— begin Text —

Jeremiah Morrow (October 6, 1771March 22, 1852) was a Democratic-Republican Party politician from Ohio. He served as the ninth governor of Ohio, and was the last Democratic-Republican to hold that office. He also served as a United States Senator and a member of the United States House of Representatives from Ohio. He also served in the Ohio Senate.

Biography
Morrow was born near Gettysburg in the Province of Pennsylvania. He was of Scots-Irish descent, his Irish grandfather, also Jeremiah Morrow, had come to America from County Londonderry, and was descended from 17th century Scottish settlers. He moved to the Northwest Territory in 1795. He lived at the mouth of the Little Miami River for a short time before moving to what is now Warren County.  As a member of the Associate Reformed Presbyterian Church, he sought the services of a minister of his denomination soon after settling in the region, and he was one of the original elders of the Mill Creek congregation when it was organized shortly before 1800.

After serving in the Territorial House of Representatives and Territorial Senate, and as a Hamilton county delegate to the 1802 Constitutional Convention, he was elected to the first State Senate a year later and served six months before becoming Ohio's first member of the United States House of Representatives. Morrow won four additional full terms. He ran for the U.S. Senate in 1812 and served a single term from 1813 to 1819, and did not seek re-election.  As such, he was the first U.S. Senator for Ohio to serve a full six-year term. Morrow was elected a member of the American Antiquarian Society in 1814. In 1820, he served as one of Ohio's Presidential electors for James Monroe. He won election to the governorship in 1822 and served for two two-year terms. He declined to serve a third term, instead returning to the Ohio House of Representatives and State Senate. Morrow was sent back to Washington again in 1841, and served two more years in the House, but refused to be renominated in 1842, believing himself too old.

Death and legacy
After retiring from politics, Morrow returned to his farm and gristmill in Warren County. He died in 1852.

— end Text —
— begin Extracted entries —

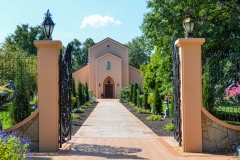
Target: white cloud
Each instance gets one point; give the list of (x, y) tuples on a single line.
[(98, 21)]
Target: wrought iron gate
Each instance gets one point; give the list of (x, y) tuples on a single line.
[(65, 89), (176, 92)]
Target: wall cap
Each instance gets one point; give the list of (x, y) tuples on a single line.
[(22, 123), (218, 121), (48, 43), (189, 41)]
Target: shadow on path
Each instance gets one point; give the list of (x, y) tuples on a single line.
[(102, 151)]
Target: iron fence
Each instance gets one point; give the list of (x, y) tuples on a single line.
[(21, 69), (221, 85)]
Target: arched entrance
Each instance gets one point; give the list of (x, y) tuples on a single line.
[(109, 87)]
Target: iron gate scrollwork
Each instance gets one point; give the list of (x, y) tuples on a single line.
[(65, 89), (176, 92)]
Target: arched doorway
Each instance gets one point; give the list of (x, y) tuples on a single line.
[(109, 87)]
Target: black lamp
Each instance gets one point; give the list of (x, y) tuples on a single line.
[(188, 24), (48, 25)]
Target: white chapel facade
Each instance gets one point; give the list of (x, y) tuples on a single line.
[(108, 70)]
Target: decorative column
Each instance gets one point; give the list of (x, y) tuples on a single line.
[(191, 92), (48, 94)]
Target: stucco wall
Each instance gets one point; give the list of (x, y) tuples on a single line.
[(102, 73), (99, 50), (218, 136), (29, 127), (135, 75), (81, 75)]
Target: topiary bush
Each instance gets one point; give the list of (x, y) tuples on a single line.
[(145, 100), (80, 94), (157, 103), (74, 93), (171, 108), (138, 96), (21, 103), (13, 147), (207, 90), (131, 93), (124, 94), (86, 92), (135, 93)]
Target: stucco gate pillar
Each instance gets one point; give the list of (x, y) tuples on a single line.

— end Extracted entries —
— begin Extracted entries —

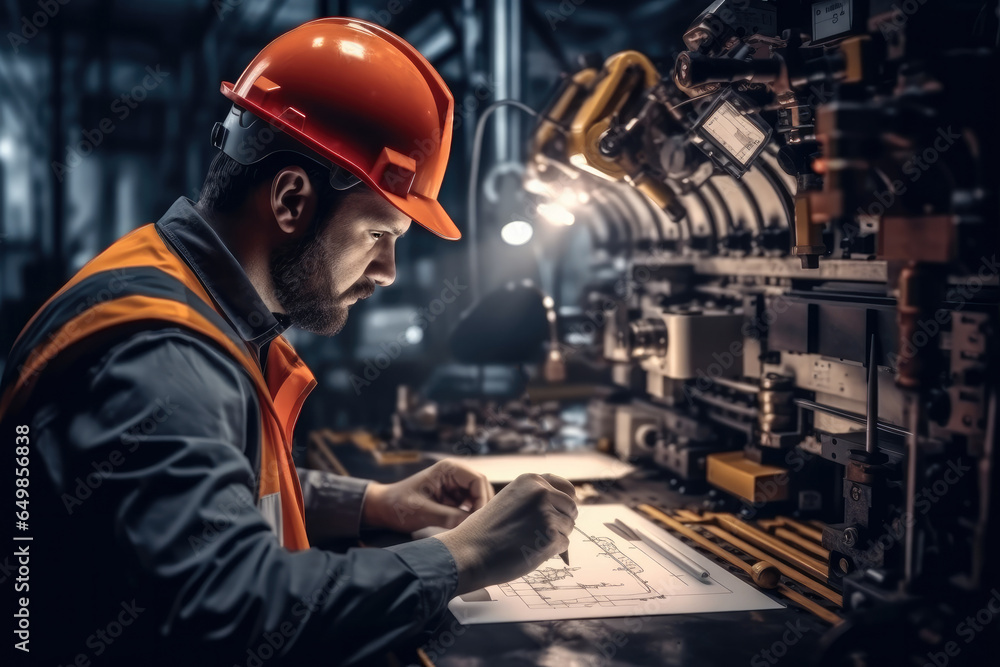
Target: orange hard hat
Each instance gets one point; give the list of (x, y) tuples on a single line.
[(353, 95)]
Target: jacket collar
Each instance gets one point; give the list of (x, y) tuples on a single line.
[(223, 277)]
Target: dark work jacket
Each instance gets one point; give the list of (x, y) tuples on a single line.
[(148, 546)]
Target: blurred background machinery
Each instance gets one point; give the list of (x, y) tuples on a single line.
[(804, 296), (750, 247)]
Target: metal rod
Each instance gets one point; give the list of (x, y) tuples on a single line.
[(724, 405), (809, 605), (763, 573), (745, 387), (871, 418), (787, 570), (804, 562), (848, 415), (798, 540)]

— end Extracted entries —
— begin Extracted entries —

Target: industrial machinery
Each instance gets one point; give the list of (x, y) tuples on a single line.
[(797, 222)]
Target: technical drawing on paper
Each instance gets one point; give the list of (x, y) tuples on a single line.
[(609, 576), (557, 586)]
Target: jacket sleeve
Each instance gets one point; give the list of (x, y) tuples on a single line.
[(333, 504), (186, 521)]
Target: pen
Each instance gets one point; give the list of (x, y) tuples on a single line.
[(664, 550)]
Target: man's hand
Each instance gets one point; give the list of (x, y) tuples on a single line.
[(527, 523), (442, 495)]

— end Extracted entries —

■ Required actions ■
1 > Transcribe everything in the Jeremiah Morrow biography from "Jeremiah Morrow (October" down to "the Ohio Senate.".
2 > Sum up the Jeremiah Morrow biography in two sentences.

■ Final answers ■
1 >
Jeremiah Morrow (October 6, 1771March 22, 1852) was a Democratic-Republican Party politician from Ohio. He served as the ninth governor of Ohio, and was the last Democratic-Republican to hold that office. He also served as a United States Senator and a member of the United States House of Representatives from Ohio. He also served in the Ohio Senate.

2 > Jeremiah Morrow, born near Gettysburg in 1771, was a Democratic-Republican politician who moved to the Northwest Territory in 1795 and settled in what is now Warren County, Ohio. He served in both houses of the Ohio legislature, in the U.S. House and Senate, and as Ohio's ninth governor, then retired to his farm and gristmill and died in 1852.